### Task statement
Nothing but the lines from the line with "Shot-chart audit: point to every instance of the leather" through the end of the data is to be copied, and each is to be copied exactly.

═══ Data for this task

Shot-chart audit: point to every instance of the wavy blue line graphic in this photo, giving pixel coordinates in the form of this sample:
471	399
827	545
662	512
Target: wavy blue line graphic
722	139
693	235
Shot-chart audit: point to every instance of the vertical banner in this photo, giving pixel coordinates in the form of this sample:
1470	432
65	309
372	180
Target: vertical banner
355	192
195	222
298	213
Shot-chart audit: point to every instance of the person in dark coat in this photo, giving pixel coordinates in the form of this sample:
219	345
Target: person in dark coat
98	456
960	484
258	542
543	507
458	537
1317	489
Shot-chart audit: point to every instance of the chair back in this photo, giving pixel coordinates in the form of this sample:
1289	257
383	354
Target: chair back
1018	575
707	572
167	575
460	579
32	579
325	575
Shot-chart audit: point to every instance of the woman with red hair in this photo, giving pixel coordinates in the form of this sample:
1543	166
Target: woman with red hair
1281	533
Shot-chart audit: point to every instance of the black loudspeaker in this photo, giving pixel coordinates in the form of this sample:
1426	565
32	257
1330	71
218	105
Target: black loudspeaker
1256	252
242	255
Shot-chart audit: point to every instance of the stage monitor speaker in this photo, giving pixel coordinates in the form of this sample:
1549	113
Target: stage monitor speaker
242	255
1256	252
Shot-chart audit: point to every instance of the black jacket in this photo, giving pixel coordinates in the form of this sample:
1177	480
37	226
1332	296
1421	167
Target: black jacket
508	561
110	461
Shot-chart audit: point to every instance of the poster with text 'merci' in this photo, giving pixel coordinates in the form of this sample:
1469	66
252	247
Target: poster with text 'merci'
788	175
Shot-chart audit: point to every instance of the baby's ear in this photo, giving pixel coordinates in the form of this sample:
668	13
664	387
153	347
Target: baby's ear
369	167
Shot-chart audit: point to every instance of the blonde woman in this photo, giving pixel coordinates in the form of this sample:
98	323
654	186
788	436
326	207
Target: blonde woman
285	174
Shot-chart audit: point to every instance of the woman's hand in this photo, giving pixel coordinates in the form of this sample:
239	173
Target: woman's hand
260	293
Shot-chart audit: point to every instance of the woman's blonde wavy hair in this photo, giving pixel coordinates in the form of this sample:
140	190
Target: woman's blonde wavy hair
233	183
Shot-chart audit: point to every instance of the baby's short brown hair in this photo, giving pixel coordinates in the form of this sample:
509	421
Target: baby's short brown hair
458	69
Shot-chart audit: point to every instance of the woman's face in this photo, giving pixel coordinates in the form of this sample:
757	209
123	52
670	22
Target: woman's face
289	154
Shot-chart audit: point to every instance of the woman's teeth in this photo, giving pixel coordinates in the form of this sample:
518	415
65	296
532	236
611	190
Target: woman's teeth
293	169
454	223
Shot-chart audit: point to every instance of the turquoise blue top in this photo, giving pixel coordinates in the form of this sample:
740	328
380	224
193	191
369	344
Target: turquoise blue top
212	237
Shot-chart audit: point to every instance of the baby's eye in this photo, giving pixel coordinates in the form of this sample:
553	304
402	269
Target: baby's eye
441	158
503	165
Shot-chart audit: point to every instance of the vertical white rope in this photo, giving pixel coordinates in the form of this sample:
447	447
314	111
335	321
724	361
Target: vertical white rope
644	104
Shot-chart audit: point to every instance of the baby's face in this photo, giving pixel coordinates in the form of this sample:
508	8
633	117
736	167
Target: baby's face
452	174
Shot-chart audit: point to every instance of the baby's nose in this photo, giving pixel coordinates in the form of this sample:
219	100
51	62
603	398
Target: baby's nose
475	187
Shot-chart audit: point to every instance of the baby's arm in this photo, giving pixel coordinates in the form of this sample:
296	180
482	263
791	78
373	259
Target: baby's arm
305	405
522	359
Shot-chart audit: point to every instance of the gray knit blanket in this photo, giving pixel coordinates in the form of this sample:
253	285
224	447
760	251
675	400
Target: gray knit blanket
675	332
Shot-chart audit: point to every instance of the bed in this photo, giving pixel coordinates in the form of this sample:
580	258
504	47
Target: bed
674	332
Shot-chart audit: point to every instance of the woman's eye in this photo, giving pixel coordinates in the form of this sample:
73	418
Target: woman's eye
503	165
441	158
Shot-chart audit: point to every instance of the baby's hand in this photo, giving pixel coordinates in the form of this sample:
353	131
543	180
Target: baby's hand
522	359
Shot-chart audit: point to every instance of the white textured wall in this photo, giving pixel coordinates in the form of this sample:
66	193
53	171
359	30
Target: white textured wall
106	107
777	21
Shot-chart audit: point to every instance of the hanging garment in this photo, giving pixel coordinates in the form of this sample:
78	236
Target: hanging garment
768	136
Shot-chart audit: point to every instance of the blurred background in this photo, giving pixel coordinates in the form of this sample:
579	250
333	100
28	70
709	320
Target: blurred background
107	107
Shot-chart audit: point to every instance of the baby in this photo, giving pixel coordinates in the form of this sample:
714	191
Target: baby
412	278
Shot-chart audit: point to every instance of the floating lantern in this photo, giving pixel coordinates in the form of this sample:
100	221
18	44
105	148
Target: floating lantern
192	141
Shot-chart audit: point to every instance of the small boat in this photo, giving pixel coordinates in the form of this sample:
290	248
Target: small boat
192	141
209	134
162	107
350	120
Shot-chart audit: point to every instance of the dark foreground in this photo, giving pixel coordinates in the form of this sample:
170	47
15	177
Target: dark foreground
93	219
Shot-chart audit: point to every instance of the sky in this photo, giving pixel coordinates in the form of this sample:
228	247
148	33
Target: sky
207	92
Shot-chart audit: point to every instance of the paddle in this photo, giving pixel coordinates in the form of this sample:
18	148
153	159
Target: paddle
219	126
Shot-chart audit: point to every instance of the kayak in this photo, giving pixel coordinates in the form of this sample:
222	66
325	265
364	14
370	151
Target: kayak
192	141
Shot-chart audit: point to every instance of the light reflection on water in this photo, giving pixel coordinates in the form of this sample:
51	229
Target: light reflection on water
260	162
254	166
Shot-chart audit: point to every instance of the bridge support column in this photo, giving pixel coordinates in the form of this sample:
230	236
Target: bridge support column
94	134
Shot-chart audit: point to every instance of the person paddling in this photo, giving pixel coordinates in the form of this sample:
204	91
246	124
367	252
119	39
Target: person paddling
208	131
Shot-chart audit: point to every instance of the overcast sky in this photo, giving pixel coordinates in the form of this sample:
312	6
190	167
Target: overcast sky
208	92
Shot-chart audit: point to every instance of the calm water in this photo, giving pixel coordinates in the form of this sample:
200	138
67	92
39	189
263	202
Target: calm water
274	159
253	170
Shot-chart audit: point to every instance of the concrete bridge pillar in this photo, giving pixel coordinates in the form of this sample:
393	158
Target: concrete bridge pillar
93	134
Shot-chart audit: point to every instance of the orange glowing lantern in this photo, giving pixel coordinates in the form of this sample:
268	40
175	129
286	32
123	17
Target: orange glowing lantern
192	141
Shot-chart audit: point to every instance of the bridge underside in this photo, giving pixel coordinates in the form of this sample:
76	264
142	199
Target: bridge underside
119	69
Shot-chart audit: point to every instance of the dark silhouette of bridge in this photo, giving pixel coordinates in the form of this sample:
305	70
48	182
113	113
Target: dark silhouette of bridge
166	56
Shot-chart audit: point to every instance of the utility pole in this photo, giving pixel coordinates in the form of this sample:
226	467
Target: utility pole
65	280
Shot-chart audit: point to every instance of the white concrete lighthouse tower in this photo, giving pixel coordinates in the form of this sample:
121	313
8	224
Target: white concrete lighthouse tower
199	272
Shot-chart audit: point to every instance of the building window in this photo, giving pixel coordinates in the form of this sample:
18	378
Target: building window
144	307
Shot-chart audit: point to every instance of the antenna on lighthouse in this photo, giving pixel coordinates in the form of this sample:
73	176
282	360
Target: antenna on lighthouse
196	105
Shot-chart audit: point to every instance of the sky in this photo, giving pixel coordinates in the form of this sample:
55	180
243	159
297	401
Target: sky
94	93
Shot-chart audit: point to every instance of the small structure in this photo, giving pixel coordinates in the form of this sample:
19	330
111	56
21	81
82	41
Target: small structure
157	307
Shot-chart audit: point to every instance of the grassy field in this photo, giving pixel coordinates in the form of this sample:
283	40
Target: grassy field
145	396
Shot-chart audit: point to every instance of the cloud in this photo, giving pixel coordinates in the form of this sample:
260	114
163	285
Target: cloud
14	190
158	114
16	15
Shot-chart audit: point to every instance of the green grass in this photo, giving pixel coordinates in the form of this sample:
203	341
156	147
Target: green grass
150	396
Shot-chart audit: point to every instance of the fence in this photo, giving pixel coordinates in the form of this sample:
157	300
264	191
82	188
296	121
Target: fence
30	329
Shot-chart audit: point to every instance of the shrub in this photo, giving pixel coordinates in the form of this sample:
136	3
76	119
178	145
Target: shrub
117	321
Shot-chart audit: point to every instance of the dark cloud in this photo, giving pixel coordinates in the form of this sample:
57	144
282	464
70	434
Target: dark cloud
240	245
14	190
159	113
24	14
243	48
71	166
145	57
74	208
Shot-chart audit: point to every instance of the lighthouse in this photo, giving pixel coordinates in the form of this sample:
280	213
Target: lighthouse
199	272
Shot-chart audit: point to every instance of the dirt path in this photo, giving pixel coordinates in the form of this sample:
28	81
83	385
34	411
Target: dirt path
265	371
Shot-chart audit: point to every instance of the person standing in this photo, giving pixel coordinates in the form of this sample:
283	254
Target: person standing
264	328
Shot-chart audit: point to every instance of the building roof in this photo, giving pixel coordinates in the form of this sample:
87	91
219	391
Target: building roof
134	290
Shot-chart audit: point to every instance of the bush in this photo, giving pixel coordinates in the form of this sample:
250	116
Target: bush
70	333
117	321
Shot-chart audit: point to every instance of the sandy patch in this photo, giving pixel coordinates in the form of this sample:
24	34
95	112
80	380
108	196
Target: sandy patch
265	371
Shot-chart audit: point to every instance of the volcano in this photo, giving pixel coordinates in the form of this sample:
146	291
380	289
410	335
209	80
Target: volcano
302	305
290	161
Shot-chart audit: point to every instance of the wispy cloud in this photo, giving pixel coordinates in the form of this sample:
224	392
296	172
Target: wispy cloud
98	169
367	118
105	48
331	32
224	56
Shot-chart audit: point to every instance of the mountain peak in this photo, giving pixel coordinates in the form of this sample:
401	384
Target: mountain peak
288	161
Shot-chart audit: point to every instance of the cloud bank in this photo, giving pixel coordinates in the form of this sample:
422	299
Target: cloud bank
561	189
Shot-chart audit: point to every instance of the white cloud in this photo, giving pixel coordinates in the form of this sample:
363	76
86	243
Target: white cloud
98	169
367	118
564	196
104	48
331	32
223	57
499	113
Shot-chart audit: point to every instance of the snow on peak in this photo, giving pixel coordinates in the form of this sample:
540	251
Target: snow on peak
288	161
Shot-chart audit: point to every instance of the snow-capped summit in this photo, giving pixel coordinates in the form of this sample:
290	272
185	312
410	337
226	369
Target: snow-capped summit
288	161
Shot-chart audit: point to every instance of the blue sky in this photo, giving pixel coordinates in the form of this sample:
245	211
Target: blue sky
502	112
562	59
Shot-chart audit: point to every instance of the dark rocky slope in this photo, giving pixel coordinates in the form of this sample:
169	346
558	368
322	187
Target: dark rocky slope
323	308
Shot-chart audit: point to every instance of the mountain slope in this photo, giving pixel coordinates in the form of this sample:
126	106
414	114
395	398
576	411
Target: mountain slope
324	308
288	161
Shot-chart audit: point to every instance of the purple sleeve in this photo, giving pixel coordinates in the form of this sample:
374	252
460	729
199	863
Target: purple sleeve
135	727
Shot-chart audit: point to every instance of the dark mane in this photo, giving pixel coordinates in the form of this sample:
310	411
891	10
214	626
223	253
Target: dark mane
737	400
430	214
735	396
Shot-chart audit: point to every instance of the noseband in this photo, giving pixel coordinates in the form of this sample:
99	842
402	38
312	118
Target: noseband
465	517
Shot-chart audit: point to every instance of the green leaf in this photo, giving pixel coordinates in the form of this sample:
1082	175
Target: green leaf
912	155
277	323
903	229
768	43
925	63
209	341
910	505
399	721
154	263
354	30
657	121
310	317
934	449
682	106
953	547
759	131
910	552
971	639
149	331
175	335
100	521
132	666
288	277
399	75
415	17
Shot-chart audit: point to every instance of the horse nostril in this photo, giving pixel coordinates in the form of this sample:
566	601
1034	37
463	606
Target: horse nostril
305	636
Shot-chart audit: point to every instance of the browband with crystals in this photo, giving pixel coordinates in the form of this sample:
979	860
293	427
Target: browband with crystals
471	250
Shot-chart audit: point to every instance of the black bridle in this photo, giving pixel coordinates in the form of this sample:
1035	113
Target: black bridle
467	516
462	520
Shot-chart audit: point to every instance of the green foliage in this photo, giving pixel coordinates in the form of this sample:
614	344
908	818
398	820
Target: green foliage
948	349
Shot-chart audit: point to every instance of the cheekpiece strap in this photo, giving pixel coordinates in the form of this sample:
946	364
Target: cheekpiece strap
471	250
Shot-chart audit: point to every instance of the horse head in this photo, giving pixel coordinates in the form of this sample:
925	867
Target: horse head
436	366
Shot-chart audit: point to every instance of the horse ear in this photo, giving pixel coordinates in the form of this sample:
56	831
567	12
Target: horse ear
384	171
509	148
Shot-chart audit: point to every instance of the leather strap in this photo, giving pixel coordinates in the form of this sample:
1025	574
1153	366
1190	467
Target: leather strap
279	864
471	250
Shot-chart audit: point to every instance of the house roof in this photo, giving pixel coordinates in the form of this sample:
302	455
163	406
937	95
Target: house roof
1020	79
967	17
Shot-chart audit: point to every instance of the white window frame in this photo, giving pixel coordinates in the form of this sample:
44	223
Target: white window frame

══════

### Solution for this task
Shot-chart audit: point to every instance of the leather strap in this photo, giving pixel coordinates in the form of this sample:
1025	574
1153	366
1190	467
Target: leather strap
279	864
471	250
Shot-chart audit: point to every instance of the house roof in this photo, giving pixel coordinates in the form of this sample:
302	455
163	406
937	95
Target: house roof
1020	79
967	17
Shot-chart audit: point to every instance of the white window frame in this photo, giving pixel coordinates in the form of this sample:
44	223
Target: white window frame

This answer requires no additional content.